- THE DATA:
------
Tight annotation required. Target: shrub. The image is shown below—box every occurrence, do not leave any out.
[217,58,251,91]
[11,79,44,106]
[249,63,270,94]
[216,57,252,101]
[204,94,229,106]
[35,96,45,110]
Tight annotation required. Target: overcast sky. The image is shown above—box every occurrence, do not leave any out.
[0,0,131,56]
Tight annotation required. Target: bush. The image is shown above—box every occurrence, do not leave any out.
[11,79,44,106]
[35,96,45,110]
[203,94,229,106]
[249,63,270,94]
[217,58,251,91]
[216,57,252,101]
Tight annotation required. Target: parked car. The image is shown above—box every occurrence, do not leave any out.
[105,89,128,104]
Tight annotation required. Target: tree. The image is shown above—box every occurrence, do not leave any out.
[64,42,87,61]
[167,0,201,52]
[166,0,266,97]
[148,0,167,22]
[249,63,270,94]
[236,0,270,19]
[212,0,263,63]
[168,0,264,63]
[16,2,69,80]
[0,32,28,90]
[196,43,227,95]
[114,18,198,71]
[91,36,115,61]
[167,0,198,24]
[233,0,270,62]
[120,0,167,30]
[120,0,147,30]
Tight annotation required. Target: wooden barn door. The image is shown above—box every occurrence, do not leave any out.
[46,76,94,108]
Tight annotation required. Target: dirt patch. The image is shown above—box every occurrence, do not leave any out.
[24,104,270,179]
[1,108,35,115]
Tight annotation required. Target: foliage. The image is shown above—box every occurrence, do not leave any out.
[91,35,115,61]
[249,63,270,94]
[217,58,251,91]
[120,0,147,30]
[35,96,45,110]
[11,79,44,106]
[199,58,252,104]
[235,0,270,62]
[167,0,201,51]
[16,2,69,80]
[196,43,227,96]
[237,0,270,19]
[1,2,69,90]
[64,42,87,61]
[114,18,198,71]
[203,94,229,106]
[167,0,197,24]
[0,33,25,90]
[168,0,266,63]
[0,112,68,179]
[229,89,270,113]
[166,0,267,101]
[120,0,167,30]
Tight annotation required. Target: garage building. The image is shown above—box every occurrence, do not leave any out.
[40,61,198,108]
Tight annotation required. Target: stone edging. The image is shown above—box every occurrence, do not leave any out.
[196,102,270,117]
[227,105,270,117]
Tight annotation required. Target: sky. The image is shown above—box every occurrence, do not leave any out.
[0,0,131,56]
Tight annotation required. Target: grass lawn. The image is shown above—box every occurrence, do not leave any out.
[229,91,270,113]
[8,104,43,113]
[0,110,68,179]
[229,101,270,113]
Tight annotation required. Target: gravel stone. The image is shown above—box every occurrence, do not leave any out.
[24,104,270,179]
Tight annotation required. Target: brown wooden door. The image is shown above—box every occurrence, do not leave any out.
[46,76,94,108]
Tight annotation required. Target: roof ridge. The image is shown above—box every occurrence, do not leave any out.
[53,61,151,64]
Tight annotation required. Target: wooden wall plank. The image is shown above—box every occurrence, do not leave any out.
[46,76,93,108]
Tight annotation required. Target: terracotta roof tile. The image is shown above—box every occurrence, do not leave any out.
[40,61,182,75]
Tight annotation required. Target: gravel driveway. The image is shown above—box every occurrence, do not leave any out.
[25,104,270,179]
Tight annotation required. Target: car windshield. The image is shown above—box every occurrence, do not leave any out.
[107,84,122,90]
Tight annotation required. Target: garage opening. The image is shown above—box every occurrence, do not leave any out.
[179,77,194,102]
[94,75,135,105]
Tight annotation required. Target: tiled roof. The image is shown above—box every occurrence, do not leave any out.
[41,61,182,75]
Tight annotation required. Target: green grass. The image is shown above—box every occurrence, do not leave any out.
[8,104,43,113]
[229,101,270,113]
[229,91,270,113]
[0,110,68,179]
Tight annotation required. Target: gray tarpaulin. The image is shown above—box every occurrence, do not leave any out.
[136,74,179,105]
------
- WHAT THIS TASK INVOLVES: Everything in the listing should be set down again exactly.

- REPLY TO THE EXERCISE:
Tight annotation required. Target: shrub. The image is shown below—box every occurrence, do not leave any out.
[217,58,251,91]
[11,79,44,106]
[249,63,270,94]
[216,57,252,101]
[204,94,229,106]
[35,96,45,110]
Tight annotation required. Target: overcast sky. The image is shown above—box every occurrence, do not leave any out.
[0,0,131,56]
Tight annotation required. Target: bush. The image is shown above—box every occurrence, do not leave any out.
[11,79,44,106]
[35,96,45,110]
[203,94,229,106]
[249,63,270,94]
[217,58,251,91]
[216,57,252,101]
Tight annotation required. Target: parked car. The image is shown above—box every occurrence, do not leave any out.
[105,89,128,104]
Tight annotation required. Target: tree. The image is shown above—box every occurrence, do not leave any out.
[64,42,87,61]
[167,0,201,52]
[166,0,266,97]
[148,0,167,22]
[249,63,270,94]
[236,0,270,19]
[212,0,263,63]
[168,0,264,63]
[16,2,69,80]
[0,32,28,90]
[196,43,227,95]
[114,18,198,71]
[91,36,115,61]
[167,0,198,24]
[233,0,270,62]
[120,0,167,30]
[120,0,147,30]
Tight annotation required. Target: wooden barn door. The image is shown above—box every occurrence, do not leave any out.
[46,76,94,108]
Tight annotation required. Target: dirt patch. The image is shown above—box every occurrence, do not leave any out.
[24,104,270,179]
[1,108,35,115]
Tight annotation required. Target: foliage. The image is shown above—box every occurrence, do not leave any out.
[91,35,115,61]
[249,63,270,94]
[217,58,251,91]
[120,0,147,30]
[35,96,45,110]
[11,79,44,106]
[199,58,252,104]
[235,0,270,62]
[167,0,201,51]
[16,2,69,80]
[196,43,227,96]
[237,0,270,19]
[1,2,69,90]
[64,42,87,61]
[114,18,198,71]
[203,94,229,106]
[167,0,197,24]
[0,33,25,90]
[168,0,266,63]
[0,112,68,179]
[229,89,270,113]
[166,0,267,101]
[120,0,167,30]
Tight annotation required. Target: garage building. The image is shown above—box every occurrence, do not leave any out.
[40,61,198,108]
Tight annotation required. Target: stone edging. The image is shown above—box every occurrence, do not leave any out.
[196,102,270,117]
[227,105,270,117]
Tight annotation required. Target: sky. The image is shown above—box every occurrence, do not leave any out.
[0,0,131,56]
Tight annotation required. Target: grass lawn. The image is shown above—box every occurrence, do not leave any out.
[229,91,270,113]
[8,104,43,113]
[0,110,68,179]
[229,101,270,113]
Tight annotation required. Target: gravel stone. The image is shown above—box every occurrence, do not leave any out.
[24,104,270,179]
Tight annotation required. Target: brown wooden door. The image is shown above—box every occurrence, do not leave any out.
[46,76,94,108]
Tight annotation required. Target: roof ridge. The image is shown above—box every occurrence, do not leave any out.
[53,61,151,64]
Tight annotation required. Target: wooden wall plank. The image is shown above—box every occurrence, do not leave any out.
[46,76,93,108]
Tight annotation required. Target: terracotta roof tile. The image is shown above—box every occurrence, do not leave any out.
[40,61,182,75]
Tight annotation required. Target: gravel driveway. The image is shown above—box every occurrence, do not leave any out.
[25,104,270,179]
Tight annotation required. Target: car windshield. The image is shown above—box every occurrence, do not leave any out.
[107,84,122,90]
Tight annotation required. Target: garage opening. The image is shown above—box every occurrence, do not leave any out.
[179,77,194,102]
[94,75,135,105]
Tight annotation required. Target: tiled roof. The image is shown above—box every occurrence, do not leave any out.
[41,61,182,75]
Tight annotation required. Target: green grass. The image is shown above—box every occurrence, do not leave any out.
[8,104,43,113]
[229,101,270,113]
[229,91,270,113]
[0,110,68,179]
Tight annotation required. Target: gray tarpaulin. The image is shown above—box every occurrence, do not leave any out.
[136,74,179,105]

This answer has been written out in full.